WORK TO BE COMPLETED:
Copy out all of the material below word for word, but leave out the pictures.
──────── RECORD EXTRACTS ────────
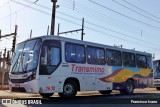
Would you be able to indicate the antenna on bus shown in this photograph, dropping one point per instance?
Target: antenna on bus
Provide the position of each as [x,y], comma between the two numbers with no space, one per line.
[153,56]
[48,30]
[118,46]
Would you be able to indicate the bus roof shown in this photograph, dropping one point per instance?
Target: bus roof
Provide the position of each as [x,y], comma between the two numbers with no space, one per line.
[51,37]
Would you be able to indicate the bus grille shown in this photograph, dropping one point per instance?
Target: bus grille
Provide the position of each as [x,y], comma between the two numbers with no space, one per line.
[18,80]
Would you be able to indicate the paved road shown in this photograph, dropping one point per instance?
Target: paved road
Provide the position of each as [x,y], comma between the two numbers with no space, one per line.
────────
CORRECT OUTPUT:
Would you be able to indicate the antenna on bus shown in this photograph, dropping one point per instance?
Target: antenna on bus
Provide the position of each as [x,y], comma between the two numbers with no space, one per line.
[153,56]
[48,30]
[118,46]
Would you be able to indicate the bus roof shown in this photograph, dropping one point per instance?
Target: bus roof
Provide the position of each as [x,y], comma between the two numbers with no space, one per line.
[51,37]
Would you be able to indicate the bus grille shown in this photograph, dropping one point per instance?
Target: bus grille
Provide the position of each as [x,y], comma between the two numbers with no space, one per line.
[18,80]
Would you be able to indicate the paved road shown in this photograph, dropping one point per instance?
Target: paved road
Provide the position of each as [x,y], comma between the two numbers with no space, one per line.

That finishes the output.